-- START OF Input rows --

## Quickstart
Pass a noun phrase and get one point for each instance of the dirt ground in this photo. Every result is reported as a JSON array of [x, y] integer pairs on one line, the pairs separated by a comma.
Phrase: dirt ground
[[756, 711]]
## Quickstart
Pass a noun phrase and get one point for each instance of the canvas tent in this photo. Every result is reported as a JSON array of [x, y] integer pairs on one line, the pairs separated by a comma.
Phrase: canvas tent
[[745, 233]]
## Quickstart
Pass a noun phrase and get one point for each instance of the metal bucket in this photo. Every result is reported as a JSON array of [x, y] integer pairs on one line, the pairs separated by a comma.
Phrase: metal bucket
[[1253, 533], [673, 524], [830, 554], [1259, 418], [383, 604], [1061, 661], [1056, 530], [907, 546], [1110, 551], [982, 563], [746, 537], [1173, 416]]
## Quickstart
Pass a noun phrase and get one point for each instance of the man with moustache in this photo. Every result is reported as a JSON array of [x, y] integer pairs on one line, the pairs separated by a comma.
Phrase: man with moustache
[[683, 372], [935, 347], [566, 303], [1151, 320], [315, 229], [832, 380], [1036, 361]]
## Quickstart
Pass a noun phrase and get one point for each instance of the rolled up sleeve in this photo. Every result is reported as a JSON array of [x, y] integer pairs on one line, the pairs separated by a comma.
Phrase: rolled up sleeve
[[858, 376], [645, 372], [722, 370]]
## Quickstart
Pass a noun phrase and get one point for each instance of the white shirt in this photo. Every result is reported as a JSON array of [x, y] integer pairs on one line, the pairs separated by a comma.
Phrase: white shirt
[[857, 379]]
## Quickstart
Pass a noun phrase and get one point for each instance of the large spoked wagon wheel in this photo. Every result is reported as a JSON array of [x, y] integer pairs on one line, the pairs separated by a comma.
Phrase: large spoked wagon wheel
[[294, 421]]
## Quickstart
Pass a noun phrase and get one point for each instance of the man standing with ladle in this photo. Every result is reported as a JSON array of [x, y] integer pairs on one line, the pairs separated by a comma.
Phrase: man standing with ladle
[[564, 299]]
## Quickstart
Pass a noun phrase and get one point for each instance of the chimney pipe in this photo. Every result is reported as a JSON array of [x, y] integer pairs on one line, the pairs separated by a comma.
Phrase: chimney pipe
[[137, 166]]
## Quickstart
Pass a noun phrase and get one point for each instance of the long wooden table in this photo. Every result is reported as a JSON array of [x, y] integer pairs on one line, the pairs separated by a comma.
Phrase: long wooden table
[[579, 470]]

-- END OF Input rows --

→ **Written problem**
Your task is to output all of the data above word for word.

→ **Solution**
## Quickstart
Pass a noun phrase and get one point for each instance of the dirt ground in this photo. Every result is reported as a JSON array of [x, y] integer pairs on one line, the pairs separated by a comma.
Phrase: dirt ground
[[756, 711]]
## Quickstart
Pass a noun phrase and get one point for each instance of the canvas tent in this photo. Every result is reported as a JSON array of [x, y] integer pairs on one line, the pairs separated by a comma.
Phrase: canvas tent
[[745, 233]]
## Quickstart
Pass a noun phrase and get one point for each instance of the metal bucket in this photo. Every result is reported as a JSON array of [x, y] integer pairs on one line, the pairs separated by a comma.
Phrase: metal bucket
[[1253, 533], [673, 524], [830, 554], [1259, 418], [383, 604], [1061, 661], [1056, 530], [907, 546], [1110, 551], [982, 563], [746, 537], [1173, 416]]
## Quickstart
Pass a noun phrase and get one point for each instance of the man with moustache in this photo. Every result is reported as a JSON array of [x, y] integer pairs on one line, the pairs separated by a comma.
Phrase: man with moustache
[[683, 372], [935, 347], [566, 303], [1151, 320], [315, 229], [832, 380], [1036, 361]]
## Quickstart
Pass a noun phrase and get one point for each instance of the rolled up sleeve in this photo. Every result is reported as a JSON array of [x, y] integer pairs on one line, the pairs separated by a comma.
Phrase: rolled up sleeve
[[858, 376], [645, 372], [722, 370]]
## Quickstart
Pass a noun phrase and get one point for each instance of the white shirt in this photo. Every result is reported as a JSON array of [x, y] integer pairs on one line, the pairs separated by a comma.
Phrase: white shirt
[[857, 379]]
## Quickstart
Pass a noun phrase and get one point for each instance of the large spoked wagon wheel in this photo. Every result is reported as a JSON array of [x, y] integer pairs on one line, the pairs separated by a comma.
Phrase: large spoked wagon wheel
[[294, 421]]
## Quickstart
Pass a noun phrase and get one point for each instance of the man standing with ladle in this photo. Every result is reported as a JSON array of [x, y] integer pairs on one line, the pairs separated by a comma.
Phrase: man standing with ladle
[[564, 299]]
## Quickstart
Pass a noun phrase and get one point for each instance of the chimney pipe in this photo. Every result is reported as a JSON array of [x, y] integer pairs on one line, the pairs separated by a comma.
Phrase: chimney pipe
[[137, 166]]
## Quickstart
Pass a noun phrase and get one point for each instance of the long wooden table in this photo. Every result is reported as a JSON array of [x, y] integer pairs on one line, the pairs separated by a comma.
Phrase: long wooden table
[[579, 470]]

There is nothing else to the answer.